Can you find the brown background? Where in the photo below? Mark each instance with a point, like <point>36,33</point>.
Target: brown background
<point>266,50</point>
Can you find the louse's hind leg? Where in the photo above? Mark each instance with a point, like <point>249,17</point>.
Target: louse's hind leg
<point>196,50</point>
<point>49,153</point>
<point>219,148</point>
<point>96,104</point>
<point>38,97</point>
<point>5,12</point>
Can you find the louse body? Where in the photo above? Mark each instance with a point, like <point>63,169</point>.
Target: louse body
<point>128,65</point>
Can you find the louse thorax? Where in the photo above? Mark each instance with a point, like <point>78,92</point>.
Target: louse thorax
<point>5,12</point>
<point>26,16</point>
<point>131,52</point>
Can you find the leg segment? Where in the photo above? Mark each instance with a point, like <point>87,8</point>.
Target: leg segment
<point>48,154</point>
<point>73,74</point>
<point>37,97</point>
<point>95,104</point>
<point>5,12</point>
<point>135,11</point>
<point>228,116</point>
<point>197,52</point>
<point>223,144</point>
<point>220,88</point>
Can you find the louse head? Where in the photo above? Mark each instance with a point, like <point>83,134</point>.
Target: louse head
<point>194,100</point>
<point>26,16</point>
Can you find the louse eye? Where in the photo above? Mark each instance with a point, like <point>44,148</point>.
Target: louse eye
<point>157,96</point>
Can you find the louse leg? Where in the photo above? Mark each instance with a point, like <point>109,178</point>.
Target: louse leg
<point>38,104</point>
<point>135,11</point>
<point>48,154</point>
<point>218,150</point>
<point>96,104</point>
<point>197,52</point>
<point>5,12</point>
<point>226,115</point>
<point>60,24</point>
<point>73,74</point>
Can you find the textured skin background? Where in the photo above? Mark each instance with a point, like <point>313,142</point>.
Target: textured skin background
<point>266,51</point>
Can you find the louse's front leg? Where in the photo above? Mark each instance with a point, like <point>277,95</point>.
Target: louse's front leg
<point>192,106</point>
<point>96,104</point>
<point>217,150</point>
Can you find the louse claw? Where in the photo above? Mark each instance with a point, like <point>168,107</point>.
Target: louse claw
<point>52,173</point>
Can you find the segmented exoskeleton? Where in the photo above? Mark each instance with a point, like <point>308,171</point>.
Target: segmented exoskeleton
============================================================
_WHAT TO PRODUCE_
The records above are to be repeated exactly, in their entirety.

_YOUR SOLUTION_
Can you find the brown background? Where in the photo below? Mark each instance with a point, like <point>36,33</point>.
Target: brown background
<point>266,50</point>
Can you find the louse's hind leg? Where in the photo above? Mark each instance with a point, like <point>249,17</point>.
Target: louse's hind leg
<point>196,50</point>
<point>49,153</point>
<point>219,148</point>
<point>96,104</point>
<point>38,97</point>
<point>5,12</point>
Can you find the louse body? Where in the photo above? Mark each instance with a point, like <point>63,169</point>.
Target: louse body
<point>128,65</point>
Can you find the louse thorax? Where in the photo above? Mark each instance with a point, like <point>78,92</point>.
Target: louse thorax
<point>5,12</point>
<point>26,16</point>
<point>131,52</point>
Can you find the leg segment? Where in the photo above? Mark each instance with a point, like <point>87,8</point>.
Target: leg segment
<point>48,154</point>
<point>73,74</point>
<point>37,97</point>
<point>95,104</point>
<point>5,12</point>
<point>135,11</point>
<point>228,116</point>
<point>197,52</point>
<point>223,144</point>
<point>220,88</point>
Can you find the louse head? Where in the photo above? Mark each instance with a point, like <point>83,134</point>.
Target: louse head
<point>194,100</point>
<point>26,16</point>
Can you find the louse eye? Where in the photo above? Mark each instance with a point, like <point>44,148</point>.
Target: louse eye
<point>157,96</point>
Can you find the louse leg? Where in the photo above? Mark each instance with a point, like <point>109,178</point>.
Target: louse leg
<point>38,104</point>
<point>135,11</point>
<point>48,154</point>
<point>218,150</point>
<point>96,104</point>
<point>197,52</point>
<point>5,12</point>
<point>226,115</point>
<point>60,24</point>
<point>73,74</point>
Can you find the textured skin background? Where in the photo above? Mark each instance with a point, like <point>313,142</point>.
Target: textured skin background
<point>266,51</point>
Can you find the louse's front leg? Where in the photo above? Mark each instance with a point, like <point>277,95</point>.
Target: louse's front leg
<point>192,106</point>
<point>96,104</point>
<point>217,150</point>
Can you find the louse claw? Where in the photo above? Mark each instance with a point, like <point>168,107</point>.
Target: louse claw
<point>52,173</point>
Can you find the segmented exoskeleton? Where in the photo above? Mark each instance with a point, like <point>308,171</point>.
Target: segmented exoskeleton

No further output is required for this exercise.